====== Text to read

Mourns for Prosperous Bygone Days

contributed by

Richard Palmer

Montville is a settlement of a few houses but a mile and a half northeast
of the village of Moravia in Cayuga County

Syracuse Journal, May 11, 1910

Village Might Have Been Subject of Goldsmith's Poem

"A time there was when every rod of ground maintained its man;
For him light labor spread her wholesome store,
Just gave what life required, but gave no more;
His best companions, innocence and health;
And his best riches, ignorance and wealth. "

Goldsmith is supposed to have had Lissoy, near Ballymahan, in mind, when he thus wrote of 'sweet Auburn' in the "Deserted Village," but more likely it was a hamlet suburban to Moravia, 18 miles south of Auburn.

Certainly what Goldsmith says about 'desolation saddens all thy green' applies to it.

Montville was once a community or colony that might have taken a beehive for its emblem. Drones were unknown there. The nearest approach to it were Uncle Billy Parker, Jeremiah Hunt and Franklin Goodrich, men who had worked both long and hard, amassed a little property and were content to rest in old age.

Every other man was a worker, and not a few of the older sons were engaged in useful occupations. Such as were not employed in Selover & Williamson's spoke factory, perched there on a cliff overlooking the cataract that was not only fine to look at, but was of great value as a water power, were working for Baker & Galloup, or in some other avocation.

============
====== Data for this exercise

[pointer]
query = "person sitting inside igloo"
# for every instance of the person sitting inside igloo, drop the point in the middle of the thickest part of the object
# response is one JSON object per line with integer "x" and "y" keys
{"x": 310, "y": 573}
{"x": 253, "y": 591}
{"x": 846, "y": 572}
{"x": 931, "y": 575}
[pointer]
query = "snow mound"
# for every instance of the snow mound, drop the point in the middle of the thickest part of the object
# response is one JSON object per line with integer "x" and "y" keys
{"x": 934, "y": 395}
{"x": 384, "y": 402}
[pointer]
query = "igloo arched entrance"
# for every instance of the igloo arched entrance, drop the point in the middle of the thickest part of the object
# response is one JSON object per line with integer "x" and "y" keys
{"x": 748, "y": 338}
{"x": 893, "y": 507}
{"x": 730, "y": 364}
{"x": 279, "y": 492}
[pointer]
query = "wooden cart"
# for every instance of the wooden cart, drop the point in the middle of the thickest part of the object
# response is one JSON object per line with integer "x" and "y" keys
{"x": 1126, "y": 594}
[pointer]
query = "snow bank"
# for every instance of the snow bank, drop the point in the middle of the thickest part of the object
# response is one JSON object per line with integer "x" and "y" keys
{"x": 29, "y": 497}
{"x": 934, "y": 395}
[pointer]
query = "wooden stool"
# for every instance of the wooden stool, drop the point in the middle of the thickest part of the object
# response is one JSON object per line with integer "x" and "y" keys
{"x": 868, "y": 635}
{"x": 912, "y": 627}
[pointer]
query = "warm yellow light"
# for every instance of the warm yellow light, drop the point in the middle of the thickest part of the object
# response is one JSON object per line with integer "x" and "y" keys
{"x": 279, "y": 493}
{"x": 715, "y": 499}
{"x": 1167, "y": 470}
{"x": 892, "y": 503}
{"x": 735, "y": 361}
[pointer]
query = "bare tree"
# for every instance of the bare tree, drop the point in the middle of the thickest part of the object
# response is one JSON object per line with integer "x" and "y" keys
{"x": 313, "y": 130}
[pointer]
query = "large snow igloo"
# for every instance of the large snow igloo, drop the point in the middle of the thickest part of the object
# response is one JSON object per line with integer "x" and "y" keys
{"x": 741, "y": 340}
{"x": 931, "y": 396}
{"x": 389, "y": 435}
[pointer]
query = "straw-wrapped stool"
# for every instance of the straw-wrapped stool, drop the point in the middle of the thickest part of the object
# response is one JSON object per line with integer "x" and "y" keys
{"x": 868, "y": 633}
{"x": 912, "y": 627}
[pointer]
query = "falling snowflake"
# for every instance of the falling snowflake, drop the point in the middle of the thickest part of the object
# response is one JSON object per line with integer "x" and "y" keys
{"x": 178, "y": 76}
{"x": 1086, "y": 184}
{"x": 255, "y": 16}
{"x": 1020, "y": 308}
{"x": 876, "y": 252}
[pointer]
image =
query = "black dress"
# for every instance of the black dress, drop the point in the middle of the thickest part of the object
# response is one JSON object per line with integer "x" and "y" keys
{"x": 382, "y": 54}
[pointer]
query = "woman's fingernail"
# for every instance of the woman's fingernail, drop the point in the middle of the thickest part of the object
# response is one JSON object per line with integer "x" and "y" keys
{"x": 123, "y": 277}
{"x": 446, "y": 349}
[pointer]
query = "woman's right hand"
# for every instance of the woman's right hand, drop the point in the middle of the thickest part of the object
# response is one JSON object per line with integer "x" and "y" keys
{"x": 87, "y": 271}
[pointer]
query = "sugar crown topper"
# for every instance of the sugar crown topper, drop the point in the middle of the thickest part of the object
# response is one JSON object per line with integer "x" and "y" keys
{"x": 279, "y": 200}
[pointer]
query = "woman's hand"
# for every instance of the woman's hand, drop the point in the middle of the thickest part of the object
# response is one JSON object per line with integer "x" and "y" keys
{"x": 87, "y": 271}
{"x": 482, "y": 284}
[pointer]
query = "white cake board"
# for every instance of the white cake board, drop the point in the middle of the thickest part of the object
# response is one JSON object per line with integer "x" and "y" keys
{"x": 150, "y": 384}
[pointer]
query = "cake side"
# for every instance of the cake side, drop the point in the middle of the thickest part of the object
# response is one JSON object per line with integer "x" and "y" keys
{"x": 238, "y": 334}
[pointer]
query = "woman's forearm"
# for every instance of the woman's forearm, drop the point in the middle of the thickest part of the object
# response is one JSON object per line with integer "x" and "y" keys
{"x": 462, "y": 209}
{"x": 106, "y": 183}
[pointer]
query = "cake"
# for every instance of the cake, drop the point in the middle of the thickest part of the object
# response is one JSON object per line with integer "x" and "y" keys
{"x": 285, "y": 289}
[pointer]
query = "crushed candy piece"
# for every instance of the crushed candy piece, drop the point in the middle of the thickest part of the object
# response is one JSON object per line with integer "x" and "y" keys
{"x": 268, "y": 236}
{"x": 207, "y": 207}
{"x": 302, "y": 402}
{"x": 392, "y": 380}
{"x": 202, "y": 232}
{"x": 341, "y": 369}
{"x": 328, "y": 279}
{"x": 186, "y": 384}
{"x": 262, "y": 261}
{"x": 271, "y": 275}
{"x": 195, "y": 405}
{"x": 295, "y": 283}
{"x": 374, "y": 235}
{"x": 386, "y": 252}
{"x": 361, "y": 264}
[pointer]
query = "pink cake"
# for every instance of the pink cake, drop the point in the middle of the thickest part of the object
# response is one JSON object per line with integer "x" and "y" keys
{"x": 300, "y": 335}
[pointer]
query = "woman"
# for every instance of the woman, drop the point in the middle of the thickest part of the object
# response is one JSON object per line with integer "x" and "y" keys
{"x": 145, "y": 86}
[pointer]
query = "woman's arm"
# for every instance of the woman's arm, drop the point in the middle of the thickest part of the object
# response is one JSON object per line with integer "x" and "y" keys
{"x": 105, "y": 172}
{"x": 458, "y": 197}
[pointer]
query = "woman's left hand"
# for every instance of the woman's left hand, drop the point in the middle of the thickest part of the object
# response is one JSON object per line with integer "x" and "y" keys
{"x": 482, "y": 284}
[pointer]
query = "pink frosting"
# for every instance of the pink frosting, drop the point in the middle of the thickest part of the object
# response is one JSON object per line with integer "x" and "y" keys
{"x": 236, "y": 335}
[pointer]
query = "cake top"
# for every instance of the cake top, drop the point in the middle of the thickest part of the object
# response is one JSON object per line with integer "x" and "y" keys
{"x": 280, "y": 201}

============

Exercise set
A. Answer these questions about the Montville article:
(i) In what direction and how far from the village of Moravia does Montville lie?
(ii) Which place is Goldsmith supposed to have had in mind when he wrote of "sweet Auburn"?
(iii) Where was Selover & Williamson's spoke factory perched?
B. Identify each line of the entries that contains the string "mound", and copy those lines.

Worked solutions
A.
(i) A mile and a half northeast of Moravia.
(ii) Lissoy, near Ballymahan.
(iii) On a cliff overlooking the cataract.

B.
query = "snow mound"
# for every instance of the snow mound, drop the point in the middle of the thickest part of the object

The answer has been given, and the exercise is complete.